=== Belge ===
/---

Cem Erdost İleri: Öyle bir şey yok tabii ki. Bir enstrümanı çalabiliyorsanız öbür enstrümanı çalabilirsiniz ama bir enstrümanı çalıyorsunuz diye öteki enstrümanı da çalacaksınız diye bir şey olamaz. Apayrı disiplin hepsi. Bağlama formundaki enstrümanlar için de bu geçerli, hepsinin farklı akort sistemleri var. Elbette ki bunların hepsine mesai harcamak gerekir ama ben bağlama çalıyorum diye kemanı elime alıp çalabilir miyim? Mümkün değil. Elbette bağlamayı çalabilen insan yeteneklidir veya eğilimi vardır ve dolayısıyla öbür enstrümanı da çalabilir ama ben zaten herkesin bir enstrüman çalabileceğine inanıyorum. Dolayısıyla bütün enstrümanları çalabileceğine de… Elbette ki daha fazla çalışılması gereken enstrümanlar olabilir ama birisi gelsin bana desin ki “bağlama çalmayı bildiğim için İstanbul kemençesi de çalıyorum”. “Hadi oradan” derler yani. Öyle bir şey yok.
Şeyma İzler: Bu tip tartışmalar yaşanıyor hatta ilginç bir şekilde bunu sizin gibi düşünenler de var. Diğer görüşü savunanlar da.

\---

[Veri listesi]
/---

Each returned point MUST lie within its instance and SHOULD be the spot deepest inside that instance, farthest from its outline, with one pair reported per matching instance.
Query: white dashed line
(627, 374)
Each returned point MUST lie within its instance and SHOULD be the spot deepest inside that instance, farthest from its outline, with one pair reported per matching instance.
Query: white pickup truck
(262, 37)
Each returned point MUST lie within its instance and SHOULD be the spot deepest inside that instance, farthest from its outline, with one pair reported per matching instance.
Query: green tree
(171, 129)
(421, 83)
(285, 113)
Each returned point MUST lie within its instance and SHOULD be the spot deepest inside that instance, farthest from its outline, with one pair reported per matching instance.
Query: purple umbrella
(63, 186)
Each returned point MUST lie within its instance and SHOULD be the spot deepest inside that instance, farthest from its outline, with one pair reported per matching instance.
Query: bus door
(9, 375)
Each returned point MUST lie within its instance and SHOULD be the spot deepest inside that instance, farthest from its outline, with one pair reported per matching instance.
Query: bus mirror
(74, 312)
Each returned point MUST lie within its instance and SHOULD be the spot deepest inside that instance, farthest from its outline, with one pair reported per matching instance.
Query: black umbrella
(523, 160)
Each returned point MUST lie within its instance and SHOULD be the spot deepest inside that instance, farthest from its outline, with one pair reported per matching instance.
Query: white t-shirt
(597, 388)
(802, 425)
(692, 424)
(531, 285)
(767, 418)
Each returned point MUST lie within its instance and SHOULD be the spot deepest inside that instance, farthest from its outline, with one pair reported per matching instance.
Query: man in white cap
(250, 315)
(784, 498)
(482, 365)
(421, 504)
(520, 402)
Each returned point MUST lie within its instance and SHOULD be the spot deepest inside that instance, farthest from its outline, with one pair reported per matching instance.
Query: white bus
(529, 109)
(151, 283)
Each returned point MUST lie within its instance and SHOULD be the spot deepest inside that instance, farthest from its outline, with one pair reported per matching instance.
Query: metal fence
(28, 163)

\---

=== Verilen Görev ===
Enstrüman çalma üzerine olan metinde "Cem Erdost İleri: Öyle" sözleriyle başlayıp "bir şey yok." sözlerine kadar süren bölümü hiç değiştirmeden kopyalayın. Kayıtlara gerek yoktur.

=== Alıştırma Çözümü ===
Cem Erdost İleri: Öyle bir şey yok tabii ki. Bir enstrümanı çalabiliyorsanız öbür enstrümanı çalabilirsiniz ama bir enstrümanı çalıyorsunuz diye öteki enstrümanı da çalacaksınız diye bir şey olamaz. Apayrı disiplin hepsi. Bağlama formundaki enstrümanlar için de bu geçerli, hepsinin farklı akort sistemleri var. Elbette ki bunların hepsine mesai harcamak gerekir ama ben bağlama çalıyorum diye kemanı elime alıp çalabilir miyim? Mümkün değil. Elbette bağlamayı çalabilen insan yeteneklidir veya eğilimi vardır ve dolayısıyla öbür enstrümanı da çalabilir ama ben zaten herkesin bir enstrüman çalabileceğine inanıyorum. Dolayısıyla bütün enstrümanları çalabileceğine de… Elbette ki daha fazla çalışılması gereken enstrümanlar olabilir ama birisi gelsin bana desin ki “bağlama çalmayı bildiğim için İstanbul kemençesi de çalıyorum”. “Hadi oradan” derler yani. Öyle bir şey yok.